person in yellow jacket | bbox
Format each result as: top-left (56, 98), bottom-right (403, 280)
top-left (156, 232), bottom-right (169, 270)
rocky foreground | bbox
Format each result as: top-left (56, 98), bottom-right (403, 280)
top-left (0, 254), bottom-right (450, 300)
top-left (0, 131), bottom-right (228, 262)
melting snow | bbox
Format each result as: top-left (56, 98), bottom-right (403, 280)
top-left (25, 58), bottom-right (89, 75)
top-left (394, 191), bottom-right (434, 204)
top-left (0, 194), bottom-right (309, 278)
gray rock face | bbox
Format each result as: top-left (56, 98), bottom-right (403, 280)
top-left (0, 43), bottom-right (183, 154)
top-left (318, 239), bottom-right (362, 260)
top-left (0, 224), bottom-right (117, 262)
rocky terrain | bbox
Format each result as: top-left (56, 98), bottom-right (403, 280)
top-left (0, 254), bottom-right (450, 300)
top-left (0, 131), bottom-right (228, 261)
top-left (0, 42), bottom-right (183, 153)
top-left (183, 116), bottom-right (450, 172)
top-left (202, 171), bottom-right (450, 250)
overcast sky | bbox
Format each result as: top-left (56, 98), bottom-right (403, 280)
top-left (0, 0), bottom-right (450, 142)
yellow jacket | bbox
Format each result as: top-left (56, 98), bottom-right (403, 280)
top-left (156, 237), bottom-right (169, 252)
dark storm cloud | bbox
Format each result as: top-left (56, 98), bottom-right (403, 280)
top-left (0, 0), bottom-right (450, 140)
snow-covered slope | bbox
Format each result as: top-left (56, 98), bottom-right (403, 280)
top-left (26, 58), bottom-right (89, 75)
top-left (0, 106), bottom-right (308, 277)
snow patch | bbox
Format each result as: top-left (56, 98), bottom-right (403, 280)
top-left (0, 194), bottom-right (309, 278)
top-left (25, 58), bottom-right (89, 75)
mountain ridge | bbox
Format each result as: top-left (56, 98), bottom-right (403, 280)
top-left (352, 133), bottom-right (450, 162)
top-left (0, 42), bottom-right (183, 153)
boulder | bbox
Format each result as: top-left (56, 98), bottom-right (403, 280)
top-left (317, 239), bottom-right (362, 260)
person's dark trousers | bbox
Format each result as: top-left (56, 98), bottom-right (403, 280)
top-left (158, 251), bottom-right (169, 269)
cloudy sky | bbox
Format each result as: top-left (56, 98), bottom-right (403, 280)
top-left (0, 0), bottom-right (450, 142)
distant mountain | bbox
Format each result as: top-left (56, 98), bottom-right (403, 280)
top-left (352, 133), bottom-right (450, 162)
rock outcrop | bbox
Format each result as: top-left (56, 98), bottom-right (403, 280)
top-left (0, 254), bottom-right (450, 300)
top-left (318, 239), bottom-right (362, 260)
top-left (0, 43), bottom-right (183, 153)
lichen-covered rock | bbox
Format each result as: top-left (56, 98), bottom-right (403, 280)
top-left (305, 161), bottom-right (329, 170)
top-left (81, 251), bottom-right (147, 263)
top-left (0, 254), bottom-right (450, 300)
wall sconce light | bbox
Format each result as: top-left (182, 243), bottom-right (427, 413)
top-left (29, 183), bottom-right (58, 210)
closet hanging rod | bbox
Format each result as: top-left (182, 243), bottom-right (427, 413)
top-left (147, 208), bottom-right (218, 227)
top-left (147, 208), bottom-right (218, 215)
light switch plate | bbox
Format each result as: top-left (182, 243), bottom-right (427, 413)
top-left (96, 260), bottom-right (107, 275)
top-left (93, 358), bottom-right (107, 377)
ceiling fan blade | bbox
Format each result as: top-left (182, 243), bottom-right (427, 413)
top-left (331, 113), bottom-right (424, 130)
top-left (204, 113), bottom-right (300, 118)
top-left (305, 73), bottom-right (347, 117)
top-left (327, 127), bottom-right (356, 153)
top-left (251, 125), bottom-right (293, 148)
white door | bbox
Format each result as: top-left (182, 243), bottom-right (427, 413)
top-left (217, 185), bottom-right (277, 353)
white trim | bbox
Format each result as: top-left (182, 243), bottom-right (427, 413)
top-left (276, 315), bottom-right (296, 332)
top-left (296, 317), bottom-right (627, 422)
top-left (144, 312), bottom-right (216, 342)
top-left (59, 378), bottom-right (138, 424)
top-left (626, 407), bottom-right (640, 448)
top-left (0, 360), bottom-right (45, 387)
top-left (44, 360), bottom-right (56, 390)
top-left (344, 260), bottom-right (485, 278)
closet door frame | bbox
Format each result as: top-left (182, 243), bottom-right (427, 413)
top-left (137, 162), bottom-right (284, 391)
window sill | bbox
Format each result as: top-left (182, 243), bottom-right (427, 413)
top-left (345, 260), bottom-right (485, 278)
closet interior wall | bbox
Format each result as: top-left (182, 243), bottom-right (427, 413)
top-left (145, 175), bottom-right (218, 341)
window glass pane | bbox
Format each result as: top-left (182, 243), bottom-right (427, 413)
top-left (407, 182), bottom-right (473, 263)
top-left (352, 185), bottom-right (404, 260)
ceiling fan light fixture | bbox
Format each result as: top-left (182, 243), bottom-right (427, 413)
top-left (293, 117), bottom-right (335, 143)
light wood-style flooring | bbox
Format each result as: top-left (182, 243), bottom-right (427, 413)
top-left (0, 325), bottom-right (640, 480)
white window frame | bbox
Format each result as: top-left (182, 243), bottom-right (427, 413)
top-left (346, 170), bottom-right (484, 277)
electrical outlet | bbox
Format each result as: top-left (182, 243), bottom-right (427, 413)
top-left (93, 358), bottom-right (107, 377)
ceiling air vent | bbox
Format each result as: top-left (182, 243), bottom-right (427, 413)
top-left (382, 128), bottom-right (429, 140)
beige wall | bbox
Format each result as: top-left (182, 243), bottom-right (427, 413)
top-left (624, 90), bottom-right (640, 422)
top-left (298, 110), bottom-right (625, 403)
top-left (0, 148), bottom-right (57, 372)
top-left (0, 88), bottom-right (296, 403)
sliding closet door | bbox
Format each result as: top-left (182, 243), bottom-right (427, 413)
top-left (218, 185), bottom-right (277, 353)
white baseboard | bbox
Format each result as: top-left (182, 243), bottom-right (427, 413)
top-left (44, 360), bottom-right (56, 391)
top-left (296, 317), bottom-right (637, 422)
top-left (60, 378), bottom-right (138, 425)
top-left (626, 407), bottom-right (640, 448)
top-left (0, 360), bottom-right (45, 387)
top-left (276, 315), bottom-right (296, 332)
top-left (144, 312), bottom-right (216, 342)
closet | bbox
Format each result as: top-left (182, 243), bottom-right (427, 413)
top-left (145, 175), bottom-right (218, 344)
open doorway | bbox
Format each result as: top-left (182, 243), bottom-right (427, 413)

* Exercise goal
Write out all of the lines above again, switching every "bbox" to "bounding box" and leaving everything else unchanged.

* The output
person in yellow jacket | bounding box
Format each result as: top-left (56, 98), bottom-right (403, 280)
top-left (156, 232), bottom-right (169, 270)
rocky foreground | bounding box
Format each result as: top-left (56, 98), bottom-right (403, 280)
top-left (0, 254), bottom-right (450, 300)
top-left (0, 131), bottom-right (228, 262)
melting snow | bounding box
Format each result as: top-left (56, 98), bottom-right (403, 280)
top-left (25, 58), bottom-right (89, 75)
top-left (394, 191), bottom-right (434, 204)
top-left (0, 194), bottom-right (309, 278)
gray rock face | bounding box
Format each result as: top-left (56, 98), bottom-right (403, 280)
top-left (0, 43), bottom-right (183, 154)
top-left (318, 239), bottom-right (362, 260)
top-left (0, 224), bottom-right (117, 262)
rocky terrain | bounding box
Format each result as: top-left (56, 98), bottom-right (403, 280)
top-left (0, 254), bottom-right (450, 300)
top-left (0, 131), bottom-right (228, 261)
top-left (0, 42), bottom-right (183, 153)
top-left (183, 116), bottom-right (450, 172)
top-left (202, 171), bottom-right (450, 250)
overcast sky | bounding box
Format each result as: top-left (56, 98), bottom-right (403, 280)
top-left (0, 0), bottom-right (450, 142)
yellow jacket | bounding box
Format each result as: top-left (56, 98), bottom-right (403, 280)
top-left (156, 237), bottom-right (169, 252)
dark storm cloud | bounding box
Format each result as: top-left (56, 98), bottom-right (403, 280)
top-left (0, 0), bottom-right (450, 140)
snow-covered slope | bounding box
Format each result as: top-left (56, 98), bottom-right (403, 280)
top-left (26, 58), bottom-right (89, 75)
top-left (0, 106), bottom-right (308, 277)
snow patch | bounding box
Format each result as: top-left (56, 98), bottom-right (403, 280)
top-left (0, 194), bottom-right (309, 278)
top-left (25, 58), bottom-right (89, 75)
mountain ridge | bounding box
Format each result as: top-left (56, 98), bottom-right (403, 280)
top-left (352, 133), bottom-right (450, 162)
top-left (0, 42), bottom-right (183, 153)
boulder | bounding box
Format each result as: top-left (56, 98), bottom-right (403, 280)
top-left (317, 239), bottom-right (362, 260)
person's dark trousers | bounding box
Format each result as: top-left (56, 98), bottom-right (403, 280)
top-left (158, 251), bottom-right (169, 269)
cloudy sky | bounding box
Format each result as: top-left (56, 98), bottom-right (403, 280)
top-left (0, 0), bottom-right (450, 142)
distant mountain | bounding box
Format each result as: top-left (56, 98), bottom-right (403, 280)
top-left (352, 133), bottom-right (450, 162)
rock outcrop | bounding box
Format each result as: top-left (56, 98), bottom-right (403, 280)
top-left (0, 254), bottom-right (450, 300)
top-left (318, 239), bottom-right (362, 260)
top-left (0, 43), bottom-right (183, 153)
lichen-covered rock | bounding box
Format each result as: top-left (56, 98), bottom-right (403, 280)
top-left (305, 161), bottom-right (329, 170)
top-left (81, 251), bottom-right (147, 263)
top-left (0, 254), bottom-right (450, 300)
wall sconce light | bounding box
Format each result as: top-left (182, 243), bottom-right (427, 413)
top-left (29, 183), bottom-right (58, 210)
closet hanging rod | bounding box
Format each result as: top-left (182, 243), bottom-right (427, 413)
top-left (147, 208), bottom-right (218, 227)
top-left (147, 208), bottom-right (218, 215)
light switch plate | bounding box
Format each result as: top-left (182, 243), bottom-right (427, 413)
top-left (96, 260), bottom-right (107, 275)
top-left (93, 358), bottom-right (107, 377)
ceiling fan blade | bounding box
Format each result as: top-left (182, 243), bottom-right (427, 413)
top-left (331, 113), bottom-right (424, 130)
top-left (204, 113), bottom-right (300, 118)
top-left (305, 73), bottom-right (347, 117)
top-left (327, 127), bottom-right (356, 153)
top-left (251, 125), bottom-right (293, 148)
white door | bounding box
Format each result as: top-left (182, 243), bottom-right (427, 413)
top-left (217, 185), bottom-right (277, 353)
white trim | bounding box
Format each result as: top-left (182, 243), bottom-right (427, 413)
top-left (276, 315), bottom-right (296, 332)
top-left (296, 317), bottom-right (627, 422)
top-left (144, 312), bottom-right (216, 342)
top-left (59, 378), bottom-right (138, 424)
top-left (626, 407), bottom-right (640, 448)
top-left (0, 360), bottom-right (45, 387)
top-left (44, 360), bottom-right (56, 390)
top-left (344, 260), bottom-right (485, 278)
closet door frame | bounding box
Format each result as: top-left (182, 243), bottom-right (427, 413)
top-left (137, 162), bottom-right (284, 391)
window sill | bounding box
Format each result as: top-left (182, 243), bottom-right (427, 413)
top-left (345, 260), bottom-right (485, 278)
closet interior wall | bounding box
Format each result as: top-left (182, 243), bottom-right (427, 413)
top-left (145, 175), bottom-right (218, 341)
window glass pane | bounding box
Format each result as: top-left (182, 243), bottom-right (427, 413)
top-left (407, 182), bottom-right (473, 263)
top-left (352, 185), bottom-right (404, 260)
ceiling fan light fixture | bounding box
Format each result as: top-left (182, 243), bottom-right (427, 413)
top-left (293, 117), bottom-right (335, 143)
light wood-style flooring | bounding box
Format each result as: top-left (182, 243), bottom-right (427, 413)
top-left (0, 325), bottom-right (640, 480)
white window frame | bounding box
Format each result as: top-left (182, 243), bottom-right (427, 413)
top-left (346, 170), bottom-right (484, 277)
electrical outlet | bounding box
Format each result as: top-left (182, 243), bottom-right (427, 413)
top-left (93, 358), bottom-right (107, 377)
ceiling air vent | bounding box
Format each result as: top-left (182, 243), bottom-right (427, 413)
top-left (382, 128), bottom-right (429, 140)
beige wall | bounding box
Format each result as: top-left (182, 243), bottom-right (427, 413)
top-left (624, 90), bottom-right (640, 422)
top-left (298, 110), bottom-right (625, 403)
top-left (0, 148), bottom-right (57, 372)
top-left (0, 88), bottom-right (296, 403)
sliding closet door | bounding box
Format each result as: top-left (182, 243), bottom-right (427, 413)
top-left (218, 185), bottom-right (277, 353)
white baseboard | bounding box
Format each result as: top-left (182, 243), bottom-right (427, 413)
top-left (44, 360), bottom-right (56, 391)
top-left (296, 317), bottom-right (637, 422)
top-left (60, 378), bottom-right (138, 425)
top-left (626, 407), bottom-right (640, 448)
top-left (0, 360), bottom-right (45, 387)
top-left (276, 315), bottom-right (296, 332)
top-left (144, 312), bottom-right (216, 342)
closet | bounding box
Format each result as: top-left (182, 243), bottom-right (427, 413)
top-left (145, 175), bottom-right (218, 344)
open doorway | bounding box
Format each result as: top-left (182, 243), bottom-right (427, 413)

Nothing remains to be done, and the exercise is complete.